Cristo señaló los pecados de los dirigentes contemporáneos con la voz de un corazón quebrantado. Se dirigió a ellos como el hombre que dentro de tres días moriría por ellos en una cruz. Cuando un hermano yerra, ¿darías tu vida para salvarlo? Nuestra celosa urgencia para reformar la Iglesia debe estar atemperada con una fina apreciación de la promesa del pacto de Dios de una iglesia unida.
Uno de los recuerdos más claros de mi niñez acerca de la Biblia es la historia de Coré,
Datán y Abiram.
Nuestra familia poseía un tomo de Scripture Prints del famoso grabador francés Doré que eventualmente avivó mi imaginación juvenil. Más de una vez contemplé la versión de Doré sobre el destino final de los tres ambiciosos levitas. Allí aparecían vestidos y equipados con toda su pompa sacerdotal hundiéndose entre los ásperos peñascos. Sus pertenencias les caían encima mientras las ardientes llamas los esperaban en las profundidades de la tierra.

### ENTRADAS PROPORCIONADAS
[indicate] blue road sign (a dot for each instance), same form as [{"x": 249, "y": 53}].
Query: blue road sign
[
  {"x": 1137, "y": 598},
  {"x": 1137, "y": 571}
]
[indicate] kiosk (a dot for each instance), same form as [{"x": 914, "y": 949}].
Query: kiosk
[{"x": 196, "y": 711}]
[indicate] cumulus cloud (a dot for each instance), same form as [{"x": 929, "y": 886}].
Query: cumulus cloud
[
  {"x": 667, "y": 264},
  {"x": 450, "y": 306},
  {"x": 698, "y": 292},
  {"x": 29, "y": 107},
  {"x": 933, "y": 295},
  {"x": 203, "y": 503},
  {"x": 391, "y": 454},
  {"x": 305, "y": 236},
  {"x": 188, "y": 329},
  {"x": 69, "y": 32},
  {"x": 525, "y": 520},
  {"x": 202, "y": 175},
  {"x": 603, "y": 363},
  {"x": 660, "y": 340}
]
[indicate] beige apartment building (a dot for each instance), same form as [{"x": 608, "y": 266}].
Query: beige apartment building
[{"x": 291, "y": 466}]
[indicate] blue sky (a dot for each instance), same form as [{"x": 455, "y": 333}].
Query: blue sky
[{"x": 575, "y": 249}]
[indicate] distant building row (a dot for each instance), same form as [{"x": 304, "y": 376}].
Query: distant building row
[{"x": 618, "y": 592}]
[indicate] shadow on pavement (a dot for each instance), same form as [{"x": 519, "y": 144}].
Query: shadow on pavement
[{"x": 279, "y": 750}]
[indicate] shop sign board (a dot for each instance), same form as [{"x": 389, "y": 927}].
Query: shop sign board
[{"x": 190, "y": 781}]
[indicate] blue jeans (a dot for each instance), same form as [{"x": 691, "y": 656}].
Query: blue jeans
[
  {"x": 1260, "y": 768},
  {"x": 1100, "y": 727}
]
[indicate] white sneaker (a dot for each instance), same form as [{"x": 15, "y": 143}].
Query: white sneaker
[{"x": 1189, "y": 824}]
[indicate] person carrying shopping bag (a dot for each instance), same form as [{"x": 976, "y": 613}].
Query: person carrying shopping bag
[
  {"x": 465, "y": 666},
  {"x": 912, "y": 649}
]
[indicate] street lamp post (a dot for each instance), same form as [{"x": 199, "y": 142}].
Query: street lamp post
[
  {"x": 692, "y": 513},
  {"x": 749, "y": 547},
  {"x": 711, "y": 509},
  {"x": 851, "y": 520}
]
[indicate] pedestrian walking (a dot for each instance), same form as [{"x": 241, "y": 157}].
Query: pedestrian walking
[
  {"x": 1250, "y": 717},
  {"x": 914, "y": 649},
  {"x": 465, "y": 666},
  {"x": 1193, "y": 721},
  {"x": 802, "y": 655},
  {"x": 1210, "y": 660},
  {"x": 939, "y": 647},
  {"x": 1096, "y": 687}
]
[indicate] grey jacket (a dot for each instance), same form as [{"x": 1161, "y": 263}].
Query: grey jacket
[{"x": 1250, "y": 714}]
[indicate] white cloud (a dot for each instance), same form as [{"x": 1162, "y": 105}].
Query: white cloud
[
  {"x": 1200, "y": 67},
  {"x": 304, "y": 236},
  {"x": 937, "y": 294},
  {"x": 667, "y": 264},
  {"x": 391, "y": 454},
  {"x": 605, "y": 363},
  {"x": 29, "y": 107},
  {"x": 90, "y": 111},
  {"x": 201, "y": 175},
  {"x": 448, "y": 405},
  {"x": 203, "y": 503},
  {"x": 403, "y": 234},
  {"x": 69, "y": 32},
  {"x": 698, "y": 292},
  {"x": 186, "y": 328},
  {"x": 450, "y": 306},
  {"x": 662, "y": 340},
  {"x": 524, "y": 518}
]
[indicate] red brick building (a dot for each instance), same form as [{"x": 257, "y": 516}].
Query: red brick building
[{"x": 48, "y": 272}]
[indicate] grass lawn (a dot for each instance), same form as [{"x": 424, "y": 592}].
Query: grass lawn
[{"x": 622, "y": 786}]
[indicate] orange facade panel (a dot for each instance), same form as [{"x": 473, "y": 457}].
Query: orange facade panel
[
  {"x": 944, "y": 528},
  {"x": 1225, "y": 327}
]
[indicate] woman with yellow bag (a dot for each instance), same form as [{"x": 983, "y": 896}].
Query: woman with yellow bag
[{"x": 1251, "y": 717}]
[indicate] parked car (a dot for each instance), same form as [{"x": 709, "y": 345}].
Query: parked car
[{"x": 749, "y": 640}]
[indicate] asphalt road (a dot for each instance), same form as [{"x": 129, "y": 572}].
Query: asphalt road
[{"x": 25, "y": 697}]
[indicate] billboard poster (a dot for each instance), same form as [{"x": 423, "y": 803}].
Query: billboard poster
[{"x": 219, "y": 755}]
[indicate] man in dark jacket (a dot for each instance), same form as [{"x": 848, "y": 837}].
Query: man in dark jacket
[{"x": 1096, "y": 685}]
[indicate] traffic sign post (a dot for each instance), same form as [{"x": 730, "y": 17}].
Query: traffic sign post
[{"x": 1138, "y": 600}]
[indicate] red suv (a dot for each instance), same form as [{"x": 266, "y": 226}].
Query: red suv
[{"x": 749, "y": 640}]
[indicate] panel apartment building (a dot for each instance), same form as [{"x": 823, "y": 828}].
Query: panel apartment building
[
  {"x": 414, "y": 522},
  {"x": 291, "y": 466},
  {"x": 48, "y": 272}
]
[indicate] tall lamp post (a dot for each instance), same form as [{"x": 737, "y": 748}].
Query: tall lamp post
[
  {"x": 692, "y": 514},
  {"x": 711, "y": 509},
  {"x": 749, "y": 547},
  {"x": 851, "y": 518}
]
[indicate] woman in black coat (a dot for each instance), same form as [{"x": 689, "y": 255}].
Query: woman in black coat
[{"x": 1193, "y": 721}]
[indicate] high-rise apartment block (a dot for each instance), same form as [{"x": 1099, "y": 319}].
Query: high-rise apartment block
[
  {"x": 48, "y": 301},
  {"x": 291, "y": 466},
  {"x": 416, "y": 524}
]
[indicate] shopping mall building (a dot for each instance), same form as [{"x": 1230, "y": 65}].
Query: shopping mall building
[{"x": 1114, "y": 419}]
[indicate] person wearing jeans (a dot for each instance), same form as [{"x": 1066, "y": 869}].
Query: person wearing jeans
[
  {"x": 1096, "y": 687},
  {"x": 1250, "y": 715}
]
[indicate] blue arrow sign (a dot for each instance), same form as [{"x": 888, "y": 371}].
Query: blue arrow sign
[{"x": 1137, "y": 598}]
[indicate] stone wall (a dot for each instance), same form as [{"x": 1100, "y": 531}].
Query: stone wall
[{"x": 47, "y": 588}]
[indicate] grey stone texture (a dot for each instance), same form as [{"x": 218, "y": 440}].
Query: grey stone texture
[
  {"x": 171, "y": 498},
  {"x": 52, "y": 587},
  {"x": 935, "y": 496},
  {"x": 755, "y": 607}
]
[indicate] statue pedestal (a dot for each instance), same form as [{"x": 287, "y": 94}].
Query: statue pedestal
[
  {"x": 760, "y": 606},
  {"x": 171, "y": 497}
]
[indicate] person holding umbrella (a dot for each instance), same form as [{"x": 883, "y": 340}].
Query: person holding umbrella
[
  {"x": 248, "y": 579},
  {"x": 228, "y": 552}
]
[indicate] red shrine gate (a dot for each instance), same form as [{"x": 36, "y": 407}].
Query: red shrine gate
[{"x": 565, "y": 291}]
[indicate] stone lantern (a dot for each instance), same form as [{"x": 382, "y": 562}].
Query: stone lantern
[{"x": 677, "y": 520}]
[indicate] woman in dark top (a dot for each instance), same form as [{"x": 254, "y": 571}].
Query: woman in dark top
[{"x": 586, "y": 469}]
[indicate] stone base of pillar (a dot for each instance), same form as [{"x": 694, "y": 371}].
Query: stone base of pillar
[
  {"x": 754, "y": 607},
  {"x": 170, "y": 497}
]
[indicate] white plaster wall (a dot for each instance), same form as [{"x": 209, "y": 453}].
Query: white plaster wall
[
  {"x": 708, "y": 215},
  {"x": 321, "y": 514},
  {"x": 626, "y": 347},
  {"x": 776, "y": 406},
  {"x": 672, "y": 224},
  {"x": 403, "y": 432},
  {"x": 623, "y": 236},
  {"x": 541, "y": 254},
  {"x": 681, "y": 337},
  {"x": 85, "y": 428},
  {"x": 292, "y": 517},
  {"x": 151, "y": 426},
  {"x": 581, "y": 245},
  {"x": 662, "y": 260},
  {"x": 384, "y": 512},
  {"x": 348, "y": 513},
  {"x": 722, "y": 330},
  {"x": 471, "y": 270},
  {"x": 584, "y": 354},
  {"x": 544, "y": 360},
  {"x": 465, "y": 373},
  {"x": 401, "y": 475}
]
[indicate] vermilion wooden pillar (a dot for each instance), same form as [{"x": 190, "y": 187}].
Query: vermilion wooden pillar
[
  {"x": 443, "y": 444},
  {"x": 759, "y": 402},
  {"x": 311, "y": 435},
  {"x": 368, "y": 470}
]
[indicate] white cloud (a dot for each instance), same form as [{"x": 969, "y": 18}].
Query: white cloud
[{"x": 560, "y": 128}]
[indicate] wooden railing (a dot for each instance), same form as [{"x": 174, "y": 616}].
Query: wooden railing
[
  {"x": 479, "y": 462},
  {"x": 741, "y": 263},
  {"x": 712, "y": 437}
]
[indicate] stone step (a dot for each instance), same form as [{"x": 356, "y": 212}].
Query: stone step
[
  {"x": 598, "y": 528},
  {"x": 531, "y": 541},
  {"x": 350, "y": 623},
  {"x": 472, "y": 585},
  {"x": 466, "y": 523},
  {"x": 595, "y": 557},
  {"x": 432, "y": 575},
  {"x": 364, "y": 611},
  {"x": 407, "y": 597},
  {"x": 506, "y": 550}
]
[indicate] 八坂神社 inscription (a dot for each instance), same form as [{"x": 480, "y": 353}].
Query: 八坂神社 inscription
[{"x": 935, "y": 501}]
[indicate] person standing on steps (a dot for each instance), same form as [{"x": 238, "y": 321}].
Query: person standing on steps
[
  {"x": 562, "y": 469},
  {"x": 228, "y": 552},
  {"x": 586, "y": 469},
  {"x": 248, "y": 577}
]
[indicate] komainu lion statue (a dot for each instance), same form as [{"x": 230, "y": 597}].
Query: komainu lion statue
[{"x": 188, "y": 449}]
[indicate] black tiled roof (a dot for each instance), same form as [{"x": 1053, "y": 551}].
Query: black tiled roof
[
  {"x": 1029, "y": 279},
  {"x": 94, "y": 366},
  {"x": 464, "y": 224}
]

### TAREA PLANTEADA
Reproduce sin cambios el fragmento del texto extraído comprendido entre "Nuestra familia poseía" y "de la tierra.", ambos incluidos.

### RESPUESTA CORRESPONDIENTE
Nuestra familia poseía un tomo de Scripture Prints del famoso grabador francés Doré que eventualmente avivó mi imaginación juvenil. Más de una vez contemplé la versión de Doré sobre el destino final de los tres ambiciosos levitas. Allí aparecían vestidos y equipados con toda su pompa sacerdotal hundiéndose entre los ásperos peñascos. Sus pertenencias les caían encima mientras las ardientes llamas los esperaban en las profundidades de la tierra.